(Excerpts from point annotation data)
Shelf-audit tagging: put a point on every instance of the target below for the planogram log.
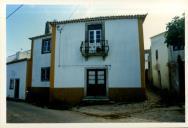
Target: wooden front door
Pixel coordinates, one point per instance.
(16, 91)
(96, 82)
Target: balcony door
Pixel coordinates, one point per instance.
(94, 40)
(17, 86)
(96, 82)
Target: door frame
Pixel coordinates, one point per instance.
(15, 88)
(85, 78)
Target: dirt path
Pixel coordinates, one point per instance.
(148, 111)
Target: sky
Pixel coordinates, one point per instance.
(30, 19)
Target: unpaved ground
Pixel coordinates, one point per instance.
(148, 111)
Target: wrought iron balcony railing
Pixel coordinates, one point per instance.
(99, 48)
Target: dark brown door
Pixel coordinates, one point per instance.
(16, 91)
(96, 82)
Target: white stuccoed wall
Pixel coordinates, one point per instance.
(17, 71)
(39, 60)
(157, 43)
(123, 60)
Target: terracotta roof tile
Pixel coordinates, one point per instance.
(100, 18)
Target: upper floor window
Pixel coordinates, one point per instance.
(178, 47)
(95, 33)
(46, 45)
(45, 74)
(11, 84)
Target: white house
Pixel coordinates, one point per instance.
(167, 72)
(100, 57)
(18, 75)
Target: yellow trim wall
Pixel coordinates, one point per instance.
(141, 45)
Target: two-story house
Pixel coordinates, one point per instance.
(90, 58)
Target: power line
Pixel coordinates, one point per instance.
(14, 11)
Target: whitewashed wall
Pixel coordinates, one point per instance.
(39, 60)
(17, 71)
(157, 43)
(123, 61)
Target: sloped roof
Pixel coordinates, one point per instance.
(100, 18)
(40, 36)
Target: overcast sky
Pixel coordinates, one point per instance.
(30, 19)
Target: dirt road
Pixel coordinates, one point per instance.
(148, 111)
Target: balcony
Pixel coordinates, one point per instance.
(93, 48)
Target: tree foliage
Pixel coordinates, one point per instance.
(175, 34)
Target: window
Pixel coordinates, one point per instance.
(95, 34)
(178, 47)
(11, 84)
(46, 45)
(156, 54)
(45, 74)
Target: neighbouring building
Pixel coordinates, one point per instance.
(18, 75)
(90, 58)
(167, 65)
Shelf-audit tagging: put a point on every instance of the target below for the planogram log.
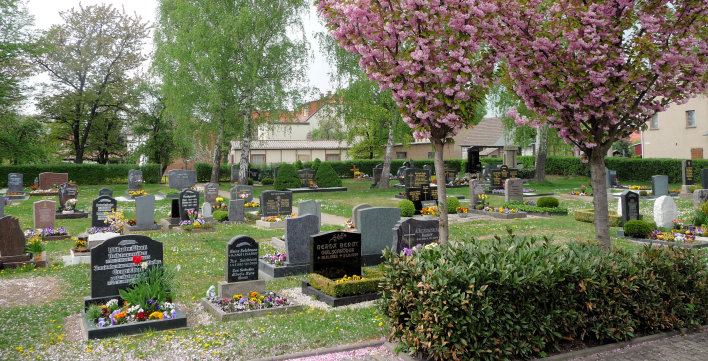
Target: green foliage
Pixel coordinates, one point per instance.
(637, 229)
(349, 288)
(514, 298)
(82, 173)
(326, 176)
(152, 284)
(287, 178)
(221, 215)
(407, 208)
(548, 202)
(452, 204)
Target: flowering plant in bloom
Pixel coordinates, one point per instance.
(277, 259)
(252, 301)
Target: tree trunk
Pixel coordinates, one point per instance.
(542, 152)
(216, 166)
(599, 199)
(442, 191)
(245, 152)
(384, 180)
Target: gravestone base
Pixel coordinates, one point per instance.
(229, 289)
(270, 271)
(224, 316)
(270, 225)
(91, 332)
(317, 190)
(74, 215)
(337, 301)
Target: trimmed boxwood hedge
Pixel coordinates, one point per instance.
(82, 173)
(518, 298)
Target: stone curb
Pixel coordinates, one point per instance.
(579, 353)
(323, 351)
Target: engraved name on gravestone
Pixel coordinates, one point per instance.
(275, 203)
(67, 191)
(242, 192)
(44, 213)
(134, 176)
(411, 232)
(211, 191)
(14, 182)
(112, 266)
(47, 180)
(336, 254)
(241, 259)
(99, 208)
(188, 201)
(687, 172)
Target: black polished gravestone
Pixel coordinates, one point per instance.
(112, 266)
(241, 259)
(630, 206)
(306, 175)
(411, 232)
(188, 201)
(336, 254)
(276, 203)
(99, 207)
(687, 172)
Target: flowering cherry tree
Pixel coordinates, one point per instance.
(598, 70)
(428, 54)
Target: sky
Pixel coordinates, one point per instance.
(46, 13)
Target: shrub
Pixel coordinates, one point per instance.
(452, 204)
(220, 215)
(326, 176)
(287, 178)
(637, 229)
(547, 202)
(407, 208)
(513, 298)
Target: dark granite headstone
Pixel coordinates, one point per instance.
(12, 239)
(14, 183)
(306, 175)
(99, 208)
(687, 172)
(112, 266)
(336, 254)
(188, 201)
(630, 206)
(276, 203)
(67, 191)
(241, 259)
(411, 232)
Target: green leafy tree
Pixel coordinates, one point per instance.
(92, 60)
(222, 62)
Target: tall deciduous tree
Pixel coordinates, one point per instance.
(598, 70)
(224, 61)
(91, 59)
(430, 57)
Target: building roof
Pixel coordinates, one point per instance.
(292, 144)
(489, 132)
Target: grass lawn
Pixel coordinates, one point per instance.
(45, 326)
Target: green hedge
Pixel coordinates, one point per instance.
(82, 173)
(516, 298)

-- Aim of the exercise --
Convert the lines of the listing into a numbered list, starting at the line that contains "Target: dark granite headstone" and ending with the last line of the listing. Omit any blank lines.

-- Complete response --
1. Target: dark granite headstone
2. Pixel coordinates, one point per instance.
3. (12, 239)
4. (14, 183)
5. (306, 175)
6. (99, 208)
7. (687, 172)
8. (112, 266)
9. (336, 254)
10. (188, 201)
11. (630, 206)
12. (276, 203)
13. (67, 191)
14. (241, 259)
15. (411, 232)
16. Target: green leafy tree
17. Pixel coordinates, one point per instance.
18. (92, 60)
19. (222, 62)
20. Target: tall deciduous tree
21. Pixel coordinates, one point per instance.
22. (598, 70)
23. (224, 61)
24. (91, 59)
25. (430, 57)
26. Target: building roof
27. Pixel coordinates, one point per instance.
28. (292, 144)
29. (489, 132)
30. Target: grass lawn
31. Pixel coordinates, one point per instance.
32. (45, 326)
33. Target: green hedge
34. Pixel coordinates, one point per instance.
35. (82, 173)
36. (516, 298)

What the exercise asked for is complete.